▶ Selected text
● ● ●
# Gonna have to drop out....



## B4T (Feb 10, 2009)

Mike.. good luck when you turn the page.. 

Nobody likes to sit around waiting for the phone to ring and the bills keep on coming..

Hopefully you will find a shop looking for someone who wants to work for a pay check.. :thumbsup:


----------



## user4818 (Jan 15, 2009)

mikeh32 said:


> I just dont make enough to live how I do.


I think your priorities are a little messed up, but that's just me. :blink:


----------



## RIVETER (Sep 26, 2009)

mikeh32 said:


> So, needless to say its come time I drop out. I have been in the union for 12 months, and have 500hrs. I have been laid off for 10 of those months too. So, looks like I am going to finish out the school year, then put in the letter. As much as I would love to stay in, I just dont make enough to live how I do. I have 4 cars, 2 bikes, a house, along with a good amount of investments. I have already had to get rid of a truck as well as sell off some stocks. I just cant get rid of everything I busted my ass for. I will still be doing electrical work though, just non union. And it will all be low voltage stuff anyway.
> 
> Just had to vent a bit, but now have a question.
> 
> Can you still pay dues, but turn down work as an apprentice? I ask because I am also in the process of starting up 3 more companies and say for some reason they go south. I could then go back to the union.


Four cars, two bikes, and a truck, heh? I believe you are severing the wrong ties.


----------



## B4T (Feb 10, 2009)

Peter D said:


> I think your priorities are a little messed up, but that's just me. :blink:


The guy worked and bought toys.. why is that wrong to want to keep them all..:blink:

Some people blow $20,000.00 on a trip to Europe and only have pictures to show for it..
● ● ●
[Dataset excerpts about pointing to objects]
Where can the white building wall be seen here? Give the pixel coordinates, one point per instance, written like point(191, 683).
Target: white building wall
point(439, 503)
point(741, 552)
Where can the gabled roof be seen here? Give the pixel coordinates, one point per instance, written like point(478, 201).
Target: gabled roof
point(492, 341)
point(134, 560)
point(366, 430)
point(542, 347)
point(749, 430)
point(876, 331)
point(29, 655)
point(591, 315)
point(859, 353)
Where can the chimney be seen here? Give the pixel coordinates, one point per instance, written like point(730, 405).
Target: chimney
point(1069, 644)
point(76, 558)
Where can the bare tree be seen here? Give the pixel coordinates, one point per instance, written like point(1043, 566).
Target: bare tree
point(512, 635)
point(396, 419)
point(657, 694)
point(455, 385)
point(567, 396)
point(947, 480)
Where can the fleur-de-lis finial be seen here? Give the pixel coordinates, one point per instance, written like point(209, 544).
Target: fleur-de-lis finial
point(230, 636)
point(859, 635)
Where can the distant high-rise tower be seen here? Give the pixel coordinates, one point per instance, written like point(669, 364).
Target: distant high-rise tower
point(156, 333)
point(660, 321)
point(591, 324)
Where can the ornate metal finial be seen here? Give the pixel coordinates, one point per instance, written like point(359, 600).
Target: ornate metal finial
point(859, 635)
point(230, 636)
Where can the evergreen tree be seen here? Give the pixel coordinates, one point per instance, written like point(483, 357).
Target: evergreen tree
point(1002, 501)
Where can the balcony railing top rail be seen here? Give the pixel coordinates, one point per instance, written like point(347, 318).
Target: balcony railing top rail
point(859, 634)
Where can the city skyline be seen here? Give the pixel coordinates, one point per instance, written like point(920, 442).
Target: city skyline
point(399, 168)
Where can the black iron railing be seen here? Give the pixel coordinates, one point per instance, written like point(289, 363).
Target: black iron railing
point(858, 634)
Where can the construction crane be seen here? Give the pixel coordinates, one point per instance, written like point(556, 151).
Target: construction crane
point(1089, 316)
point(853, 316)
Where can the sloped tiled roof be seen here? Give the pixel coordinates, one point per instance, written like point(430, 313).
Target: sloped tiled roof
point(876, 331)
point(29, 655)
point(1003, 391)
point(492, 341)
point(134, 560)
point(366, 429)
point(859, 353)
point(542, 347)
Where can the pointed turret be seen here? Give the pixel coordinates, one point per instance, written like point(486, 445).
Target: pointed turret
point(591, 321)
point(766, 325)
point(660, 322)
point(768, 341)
● ● ●
▶ Exercise description
Rewrite the forum thread from "Nobody likes to" to "(Jan 15, 2009)", substituting "doorbell" for "phone".

▶ Exercise output
Nobody likes to sit around waiting for the doorbell to ring and the bills keep on coming..

Hopefully you will find a shop looking for someone who wants to work for a pay check.. :thumbsup:


----------



## user4818 (Jan 15, 2009)